> _DATA RECORDS_
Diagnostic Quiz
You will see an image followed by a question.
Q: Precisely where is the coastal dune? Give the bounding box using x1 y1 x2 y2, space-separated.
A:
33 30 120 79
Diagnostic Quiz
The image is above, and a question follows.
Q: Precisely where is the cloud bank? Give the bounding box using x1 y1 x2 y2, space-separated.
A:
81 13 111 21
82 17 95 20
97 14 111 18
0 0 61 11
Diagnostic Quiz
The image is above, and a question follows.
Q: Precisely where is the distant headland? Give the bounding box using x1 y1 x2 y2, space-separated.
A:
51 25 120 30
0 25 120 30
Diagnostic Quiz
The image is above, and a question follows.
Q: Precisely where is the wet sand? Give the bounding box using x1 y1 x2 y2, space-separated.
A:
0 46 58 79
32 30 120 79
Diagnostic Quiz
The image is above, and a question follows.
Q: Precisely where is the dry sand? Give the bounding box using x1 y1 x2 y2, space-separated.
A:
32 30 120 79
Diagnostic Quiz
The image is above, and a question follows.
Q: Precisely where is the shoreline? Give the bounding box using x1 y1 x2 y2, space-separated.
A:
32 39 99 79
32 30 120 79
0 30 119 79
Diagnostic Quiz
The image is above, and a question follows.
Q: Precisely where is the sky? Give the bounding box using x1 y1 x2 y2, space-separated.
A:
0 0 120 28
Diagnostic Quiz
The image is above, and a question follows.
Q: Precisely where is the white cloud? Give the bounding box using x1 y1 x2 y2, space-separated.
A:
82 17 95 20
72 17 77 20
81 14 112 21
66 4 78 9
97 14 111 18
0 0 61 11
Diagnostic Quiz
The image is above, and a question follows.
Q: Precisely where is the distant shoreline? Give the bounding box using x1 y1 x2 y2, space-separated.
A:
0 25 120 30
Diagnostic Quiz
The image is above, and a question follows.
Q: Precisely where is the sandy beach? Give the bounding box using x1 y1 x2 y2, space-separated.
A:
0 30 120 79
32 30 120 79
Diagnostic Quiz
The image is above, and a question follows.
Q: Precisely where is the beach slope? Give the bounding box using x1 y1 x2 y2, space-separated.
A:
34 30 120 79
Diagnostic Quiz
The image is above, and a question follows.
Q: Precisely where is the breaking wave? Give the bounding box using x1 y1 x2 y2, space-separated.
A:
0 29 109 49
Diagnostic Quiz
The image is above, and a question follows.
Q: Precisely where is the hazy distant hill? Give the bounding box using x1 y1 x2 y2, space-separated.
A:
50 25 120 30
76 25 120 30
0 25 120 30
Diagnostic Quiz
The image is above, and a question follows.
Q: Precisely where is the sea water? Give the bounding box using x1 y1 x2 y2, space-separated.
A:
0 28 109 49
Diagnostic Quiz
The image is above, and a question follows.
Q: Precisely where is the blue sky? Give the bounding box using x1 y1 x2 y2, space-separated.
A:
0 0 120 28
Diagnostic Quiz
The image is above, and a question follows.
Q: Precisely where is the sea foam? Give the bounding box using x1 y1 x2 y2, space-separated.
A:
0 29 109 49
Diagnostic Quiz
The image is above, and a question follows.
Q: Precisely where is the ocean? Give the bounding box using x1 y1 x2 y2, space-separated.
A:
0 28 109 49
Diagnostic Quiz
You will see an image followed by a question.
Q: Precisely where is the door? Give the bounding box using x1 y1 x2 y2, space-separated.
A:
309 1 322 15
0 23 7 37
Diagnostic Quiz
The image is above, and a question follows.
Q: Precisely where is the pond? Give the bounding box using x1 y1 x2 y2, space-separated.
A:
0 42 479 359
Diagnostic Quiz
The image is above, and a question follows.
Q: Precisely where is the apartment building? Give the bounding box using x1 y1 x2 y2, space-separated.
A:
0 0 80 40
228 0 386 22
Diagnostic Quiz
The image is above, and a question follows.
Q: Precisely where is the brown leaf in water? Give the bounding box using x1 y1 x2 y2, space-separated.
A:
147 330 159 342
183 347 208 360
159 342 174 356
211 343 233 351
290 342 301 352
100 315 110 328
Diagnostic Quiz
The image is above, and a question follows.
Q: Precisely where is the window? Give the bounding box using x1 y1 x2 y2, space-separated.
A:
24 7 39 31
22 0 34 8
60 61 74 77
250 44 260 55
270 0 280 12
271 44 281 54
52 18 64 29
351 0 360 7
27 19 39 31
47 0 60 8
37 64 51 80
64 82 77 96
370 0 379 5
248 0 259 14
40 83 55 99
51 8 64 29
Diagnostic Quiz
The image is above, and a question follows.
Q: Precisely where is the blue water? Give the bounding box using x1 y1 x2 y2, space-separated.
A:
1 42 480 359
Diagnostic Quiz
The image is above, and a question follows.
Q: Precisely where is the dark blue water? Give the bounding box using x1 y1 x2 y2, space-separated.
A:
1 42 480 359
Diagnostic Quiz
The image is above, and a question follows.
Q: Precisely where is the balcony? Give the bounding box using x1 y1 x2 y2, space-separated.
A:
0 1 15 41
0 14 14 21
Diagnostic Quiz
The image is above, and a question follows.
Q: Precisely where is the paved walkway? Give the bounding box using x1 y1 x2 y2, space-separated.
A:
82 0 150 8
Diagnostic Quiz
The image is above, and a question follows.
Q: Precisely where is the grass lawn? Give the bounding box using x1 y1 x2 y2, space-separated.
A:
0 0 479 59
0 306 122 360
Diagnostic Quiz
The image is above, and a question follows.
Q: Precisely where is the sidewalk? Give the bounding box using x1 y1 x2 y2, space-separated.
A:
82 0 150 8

> _ASSIGNMENT_
Show all lines in the entries above where the word "cloud" appears.

> _ANSWER SPACE_
Q: Precisely where is the cloud bank? Give the bounding box using x1 y1 x2 y2, space-separated.
Q: Precisely where is the white cloud? Give the bounding box using x1 y1 x2 y2, space-separated.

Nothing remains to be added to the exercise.